== WORK TASK ==
Find the lines holding the string "paved" in the data, then copy all of them.

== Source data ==
________________

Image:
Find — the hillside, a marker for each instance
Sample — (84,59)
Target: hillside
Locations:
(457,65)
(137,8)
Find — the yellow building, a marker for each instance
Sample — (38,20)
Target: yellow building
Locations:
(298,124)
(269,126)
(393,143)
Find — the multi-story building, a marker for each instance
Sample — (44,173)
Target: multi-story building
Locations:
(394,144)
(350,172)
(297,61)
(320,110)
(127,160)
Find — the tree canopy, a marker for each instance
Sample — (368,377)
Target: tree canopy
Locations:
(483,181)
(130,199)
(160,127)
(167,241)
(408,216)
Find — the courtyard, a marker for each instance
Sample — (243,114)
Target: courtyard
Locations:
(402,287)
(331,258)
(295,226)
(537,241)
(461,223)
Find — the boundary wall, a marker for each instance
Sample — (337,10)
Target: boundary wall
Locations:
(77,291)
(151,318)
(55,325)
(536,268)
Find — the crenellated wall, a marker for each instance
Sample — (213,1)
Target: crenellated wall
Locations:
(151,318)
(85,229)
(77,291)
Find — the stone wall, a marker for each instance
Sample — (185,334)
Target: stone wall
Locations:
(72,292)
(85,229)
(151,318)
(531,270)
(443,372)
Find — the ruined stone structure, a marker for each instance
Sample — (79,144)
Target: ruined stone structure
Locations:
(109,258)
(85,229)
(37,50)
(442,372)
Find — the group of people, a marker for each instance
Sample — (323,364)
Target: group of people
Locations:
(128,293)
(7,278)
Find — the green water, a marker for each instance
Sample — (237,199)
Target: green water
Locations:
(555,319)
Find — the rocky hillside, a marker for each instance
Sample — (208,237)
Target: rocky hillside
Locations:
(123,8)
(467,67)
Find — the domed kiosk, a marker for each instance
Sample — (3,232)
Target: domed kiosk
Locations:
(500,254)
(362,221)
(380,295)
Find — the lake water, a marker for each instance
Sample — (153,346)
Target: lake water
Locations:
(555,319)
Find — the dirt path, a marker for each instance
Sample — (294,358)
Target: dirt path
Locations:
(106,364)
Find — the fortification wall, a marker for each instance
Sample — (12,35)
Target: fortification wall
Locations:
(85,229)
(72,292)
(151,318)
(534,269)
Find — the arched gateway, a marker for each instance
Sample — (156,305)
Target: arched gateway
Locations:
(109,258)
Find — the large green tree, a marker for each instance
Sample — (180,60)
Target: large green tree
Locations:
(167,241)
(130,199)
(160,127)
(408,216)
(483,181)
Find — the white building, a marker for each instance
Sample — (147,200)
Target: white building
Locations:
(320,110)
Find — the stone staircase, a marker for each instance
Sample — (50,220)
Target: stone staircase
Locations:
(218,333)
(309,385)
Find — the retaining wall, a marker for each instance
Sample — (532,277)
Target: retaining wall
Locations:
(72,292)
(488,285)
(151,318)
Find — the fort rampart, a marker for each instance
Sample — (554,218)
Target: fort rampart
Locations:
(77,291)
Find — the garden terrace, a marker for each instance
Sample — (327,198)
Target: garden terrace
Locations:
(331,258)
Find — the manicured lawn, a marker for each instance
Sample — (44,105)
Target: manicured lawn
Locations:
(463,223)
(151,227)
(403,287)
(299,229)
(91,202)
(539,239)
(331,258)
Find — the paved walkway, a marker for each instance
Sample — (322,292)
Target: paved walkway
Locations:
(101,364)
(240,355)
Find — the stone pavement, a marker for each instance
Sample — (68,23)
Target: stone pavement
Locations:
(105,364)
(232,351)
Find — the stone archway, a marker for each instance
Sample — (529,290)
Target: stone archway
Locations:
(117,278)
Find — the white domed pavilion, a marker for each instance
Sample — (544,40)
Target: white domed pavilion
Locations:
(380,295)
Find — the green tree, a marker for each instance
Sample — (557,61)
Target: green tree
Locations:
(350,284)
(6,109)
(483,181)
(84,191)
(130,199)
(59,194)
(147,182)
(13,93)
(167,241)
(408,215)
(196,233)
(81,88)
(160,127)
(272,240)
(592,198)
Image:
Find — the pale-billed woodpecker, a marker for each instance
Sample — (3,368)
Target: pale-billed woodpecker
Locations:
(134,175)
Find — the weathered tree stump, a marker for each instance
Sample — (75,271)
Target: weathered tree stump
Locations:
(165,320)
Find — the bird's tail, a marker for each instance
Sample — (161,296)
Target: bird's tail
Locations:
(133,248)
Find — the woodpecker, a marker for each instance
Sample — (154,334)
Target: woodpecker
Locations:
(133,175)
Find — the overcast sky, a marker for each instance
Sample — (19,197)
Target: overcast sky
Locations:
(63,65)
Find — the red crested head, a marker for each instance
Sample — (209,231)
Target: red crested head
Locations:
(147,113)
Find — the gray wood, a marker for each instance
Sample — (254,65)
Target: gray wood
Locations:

________________

== SOLUTION FOR THIS TASK ==
Find — the paved walkway, a marker for each instance
Target: paved walkway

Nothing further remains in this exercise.